> _ARTICLE_:
-=-=-

0
votes

I am into learning Python, with a C- language background. Sorry, if my problem is 'naive' or 'too simple' or 'didn't worked enough'.

In the below code, I want to practice for future problems, the removal of specific rows by the 'set' data-structure. But, first of all: it fails to match the removal set contents.

Also, the second issue: is the error in o/p. This can be checked by making the indented block work instead.

The trimmed data file is : marks_trim.csv

"Anaconda Systems Campus Placement",,,,,,

"Conducted on:",,,"30 Feb 2011",,,

"Sno","Math","CS","GK","Prog","Comm","Sel"

1,"NA","NA","NA",4,0,0


import csv, sys, re, random, os, time, io, StringIO

datfile = sys.argv[1] 

outfileName = sys.argv[2]

outfile = open(outfileName, "w")

count = 0

removal_list = set()

tmp = list()

i=0

re_pattern = "\d+" 

with open(datfile, 'r') as fp:

    reader1 = csv.reader(fp)
    for row in reader1:
        if re.match(re_pattern, row[0]):
             for cols in row:  
                    removal_list.add(tuple(cols)) #as tuple is hashable

print "::row>>>>>>",row

print "::removal_list>>>>>>>>",removal_list

convert = list(removal_list)

print "<<<<<<<<<<<<<<<<>>>>>>>>>>>>>>>>"

print convert

f = open(datfile, 'r')

reader2 = csv.reader(f)

print ""

print "Removal List Starts"

print removal_list

print "Removal List Ends\n"

new_a_buf =  io.BytesIO() # StringIO.StringIO() : both 'io' & StringIO' work

writer = csv.writer(new_a_buf)

rr =""

j  = 0

for row in reader2:

    if row not in convert:   # removal_list: not used as list not hashable
        
          writer.writerow(row)  #outfile.write(new_a_buf)

-=-=-

> _DATA EXTRACT_:
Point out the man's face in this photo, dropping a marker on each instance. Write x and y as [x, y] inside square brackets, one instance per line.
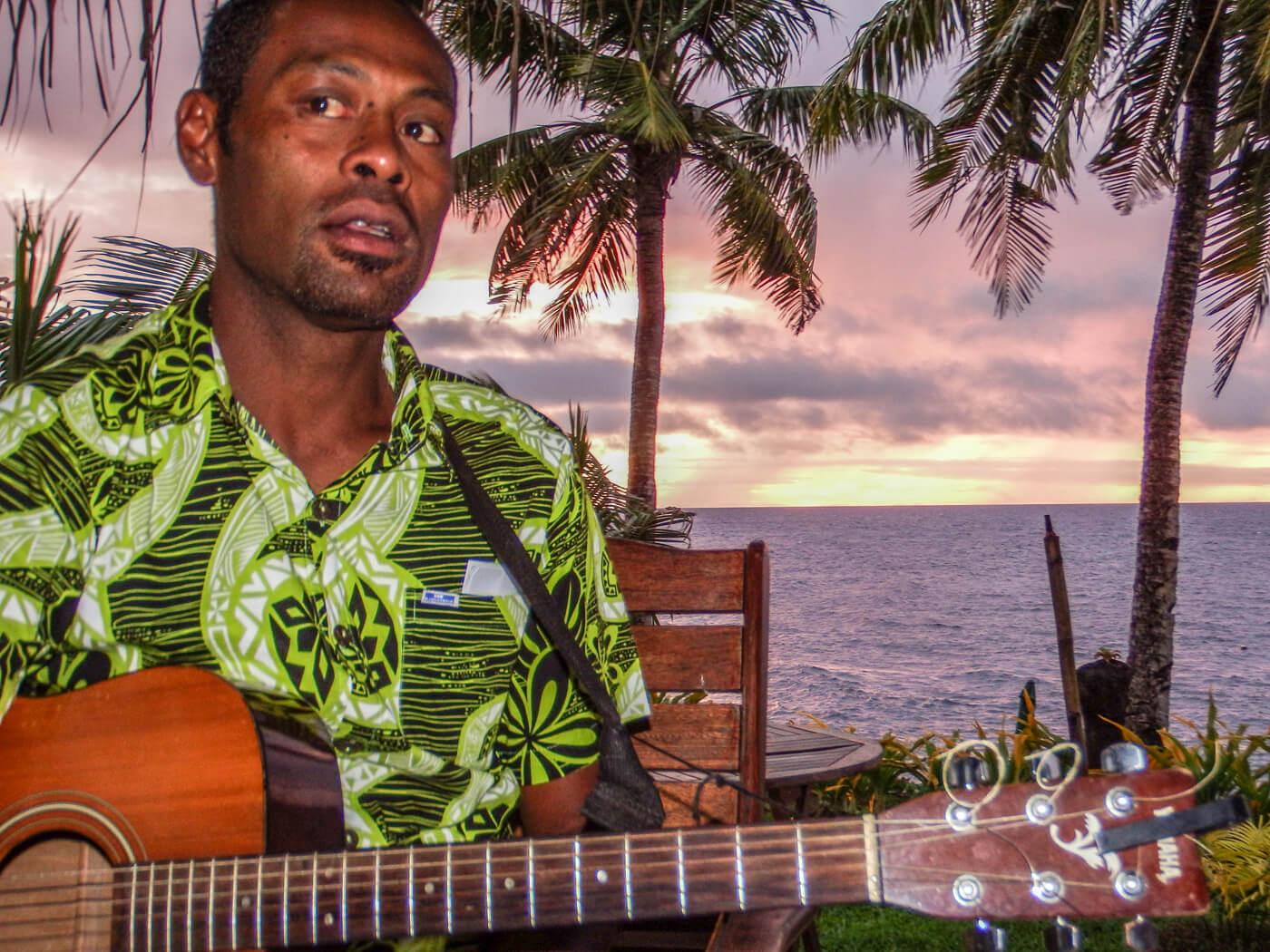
[339, 175]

-=-=-

> _SET OF TASKS_:
a – Reproduce part of the forum post about removing CSV rows with a set. Begin at the words "In the below" and stop after "block work instead.".
b – In the forum post about removing CSV rows with a set, what is the name of the trimmed data file?
c – Extend the forum post about removing CSV rows with a set, starting after its last line of code.

> _RESULTS FOR THE EXERCISE_:
a –
In the below code, I want to practice for future problems, the removal of specific rows by the 'set' data-structure. But, first of all: it fails to match the removal set contents.

Also, the second issue: is the error in o/p. This can be checked by making the indented block work instead.

b – marks_trim.csv

c –
         '''
 #below code using char array isn't used as it doesn't copy structure of csv file
    
    for cols in row:  #at indentation level of "if row not in  convert", stated above

          if cols not in convert:   # removal_list: not used as list not hashable

              for j in range(0,len(cols)):

                   rr+=cols[j]  #at indentation level of "if cols not in convert:"
        
         outfile.write(rr)  # at the indentation level of 'if'

         print "<<<<<<<<<<<<<<<<", rr

 
f = open(outfile, 'r')

reader2 = csv.reader(f)


       '''

new_a_buf.seek(0)

reader2 = csv.reader(new_a_buf)

for row in reader2:

      print row 

Problem/Issue:

The common error (i.e. using char array / csv.writer object) in the o/p is also giving the rows to be deleted, i.e. by occurrence in removal_list.

However, in the approach using char array for retrieving left-out rows, the error is :

Traceback (most recent call last):

File "test_list_in_set.py", line 51, in

f = open(outfile, 'r')

TypeError: coercing to Unicode: need string or buffer, file found

2
try question to make short and brief.. - Riad
What Riad said. And please fix the formatting / indenting of your code samples. - PM 2Ring

2 Answers

1
votes

I didn't read through all that code - but it mostly doesn't seem relevant. The error is to do with opening a file: open takes a filename, but you are passing it outfile, which is already a file. You should close that file first then pass outfileName to open.

0
votes

Got it, sadly myself. Apart from the change of not storing indl. cols, change the removal_list to an array, and then appending to the array using > removal_list.append( row )

Hits!